Insight.

Posted: January 29, 2011 in Posts

I’ve been discussing, online and off, weather having to take a break in 3+1 due to working myself into illness constitutes a failure or not.

Obviously, I got results. I’m down 8 pounds now and much closer to a passing waist measurement.* So it’s not a total failure. As was pointed out to me but many people, I stuck to the program in circumstances that most people wouldn’t have. As my co-workers have pointed out, I’m crazy enough to push things until I get sick and have to stop.

I had never articulated it in these terms but up until now my smaller goals, the stepping stones to the big ones, have always been set in terms of “Do X for Y number of days”. I think this comes from my military background. All the hard things I’ve gone through in the military I’ve just focused on what needed to be done until the mission was over, the next day off, the next few hours. If you can sit in a 90 degree tent, in full chem gear and focus on finishing your rather nitpicky paperwork while not going to the bathroom for an hour or two, you can make yourself do a lot of things that are…uncomfortable.

Do X for Y number of days.

It works for somethings. It worked for getting thought basic training, both deployments and every exercise or inspection I’ve been on. It works well for surviving things, but it’s not particularly well suited for open ended goals such as “be healthier”. It’s a tactic, not a strategy.

Doing X for Y number of days is also poorly suited for anything long term. Because let’s face it, shit happens. I joked with a friend that I was going to take six weeks off work just to do Mass Made Simple so that I could ensure I got through it with out having a repeat of this last work trip. Even then there’s no guarantee that I won’t have to skip a training day.  It’s even addressed in the book. That’s a large part of why X for Y doesn’t work for much more than two weeks. Here I spent a week pissing an moaning about feeling bad and not completing my  challenge and I had lost 7 pounds. Not insignificant for a month of weight loss. I remember being happy to two pounds come off in a month at the end of my first run in weight watchers. You have to account for everyday life when you think on a monthly scale.

So X for Y is reserved for short term goals. Like giving up caffeine for a week. No Caffeine for seven days. This is easy.

My Caffeine addiction is legendary. On one of my deployments people were told not to talk to me until after I had a pot, and entire pot, of coffee in the morning. “Energy drinks” are my worst habit. I drink the diet ones like they were ambrosia.

Pictured: Supplies for a good weekend...

People have challenged me with various stimulant laden beverages. It takes quite a bit to phase me. Due to some unique quirks of my brain chemistry I don’t get nervous or distracted. Most people with ADD respond the same way. I feel the physical lift from caffeine, but my mental processes sharpen and I can focus much better than without it. It calms me down, even in extreme amounts. However, as I’ve gotten older, caffeine has started to interfere with my sleep and who knows what kind of chemical hell is really contained in all those tallboys with the blue M.

**What you are asked to do**
Could you reproduce the blog post word for word, everything from "My Caffeine addiction" down to "the blue M."?

**Material**

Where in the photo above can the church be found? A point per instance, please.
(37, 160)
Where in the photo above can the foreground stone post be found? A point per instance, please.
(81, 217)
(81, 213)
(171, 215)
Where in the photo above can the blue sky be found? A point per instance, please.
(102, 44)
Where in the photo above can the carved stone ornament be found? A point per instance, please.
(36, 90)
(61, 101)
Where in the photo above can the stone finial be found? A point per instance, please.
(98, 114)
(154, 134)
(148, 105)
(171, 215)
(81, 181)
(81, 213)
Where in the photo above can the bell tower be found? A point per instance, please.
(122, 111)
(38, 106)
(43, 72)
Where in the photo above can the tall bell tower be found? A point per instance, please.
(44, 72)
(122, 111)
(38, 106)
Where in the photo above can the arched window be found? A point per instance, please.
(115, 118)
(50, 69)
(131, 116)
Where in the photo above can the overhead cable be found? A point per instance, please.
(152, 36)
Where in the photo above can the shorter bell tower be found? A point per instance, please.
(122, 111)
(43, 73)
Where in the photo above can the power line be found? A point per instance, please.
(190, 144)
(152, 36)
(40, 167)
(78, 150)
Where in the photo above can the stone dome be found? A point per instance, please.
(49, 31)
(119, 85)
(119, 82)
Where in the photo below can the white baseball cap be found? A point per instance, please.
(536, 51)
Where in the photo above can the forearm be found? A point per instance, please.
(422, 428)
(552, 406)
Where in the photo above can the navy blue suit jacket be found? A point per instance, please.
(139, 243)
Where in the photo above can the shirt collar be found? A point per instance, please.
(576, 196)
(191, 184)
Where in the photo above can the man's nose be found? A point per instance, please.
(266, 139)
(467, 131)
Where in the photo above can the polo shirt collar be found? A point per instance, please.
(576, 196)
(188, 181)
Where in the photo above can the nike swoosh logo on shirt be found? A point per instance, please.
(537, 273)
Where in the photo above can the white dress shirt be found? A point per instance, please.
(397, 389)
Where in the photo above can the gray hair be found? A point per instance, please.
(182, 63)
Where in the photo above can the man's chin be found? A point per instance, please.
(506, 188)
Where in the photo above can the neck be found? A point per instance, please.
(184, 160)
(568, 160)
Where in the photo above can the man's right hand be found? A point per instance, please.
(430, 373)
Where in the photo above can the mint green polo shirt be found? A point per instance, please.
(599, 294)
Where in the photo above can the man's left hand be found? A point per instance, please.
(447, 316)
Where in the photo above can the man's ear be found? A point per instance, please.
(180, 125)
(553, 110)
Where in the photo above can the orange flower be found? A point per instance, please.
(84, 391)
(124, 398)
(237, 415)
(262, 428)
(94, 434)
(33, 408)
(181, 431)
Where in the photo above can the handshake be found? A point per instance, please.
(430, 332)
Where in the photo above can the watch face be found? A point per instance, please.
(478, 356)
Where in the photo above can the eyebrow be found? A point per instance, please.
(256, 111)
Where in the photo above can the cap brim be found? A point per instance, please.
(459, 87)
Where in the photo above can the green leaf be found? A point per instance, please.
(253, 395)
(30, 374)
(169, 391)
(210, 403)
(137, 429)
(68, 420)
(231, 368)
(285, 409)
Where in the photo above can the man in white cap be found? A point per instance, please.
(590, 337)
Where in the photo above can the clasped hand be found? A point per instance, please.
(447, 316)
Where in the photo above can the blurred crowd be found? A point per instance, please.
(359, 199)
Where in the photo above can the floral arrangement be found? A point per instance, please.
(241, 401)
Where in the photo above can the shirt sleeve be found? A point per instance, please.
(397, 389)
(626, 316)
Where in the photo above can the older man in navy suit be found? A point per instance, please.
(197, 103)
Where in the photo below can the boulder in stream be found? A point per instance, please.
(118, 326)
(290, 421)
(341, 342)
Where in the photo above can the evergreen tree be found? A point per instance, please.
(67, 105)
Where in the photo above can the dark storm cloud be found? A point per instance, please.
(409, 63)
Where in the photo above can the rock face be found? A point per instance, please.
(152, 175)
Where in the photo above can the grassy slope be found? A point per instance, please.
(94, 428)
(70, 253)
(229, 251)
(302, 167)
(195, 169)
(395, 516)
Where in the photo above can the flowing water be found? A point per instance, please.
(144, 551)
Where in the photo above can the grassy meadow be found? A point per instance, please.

**Result for this exercise**
My Caffeine addiction is legendary. On one of my deployments people were told not to talk to me until after I had a pot, and entire pot, of coffee in the morning. “Energy drinks” are my worst habit. I drink the diet ones like they were ambrosia.

Pictured: Supplies for a good weekend...

People have challenged me with various stimulant laden beverages. It takes quite a bit to phase me. Due to some unique quirks of my brain chemistry I don’t get nervous or distracted. Most people with ADD respond the same way. I feel the physical lift from caffeine, but my mental processes sharpen and I can focus much better than without it. It calms me down, even in extreme amounts. However, as I’ve gotten older, caffeine has started to interfere with my sleep and who knows what kind of chemical hell is really contained in all those tallboys with the blue M.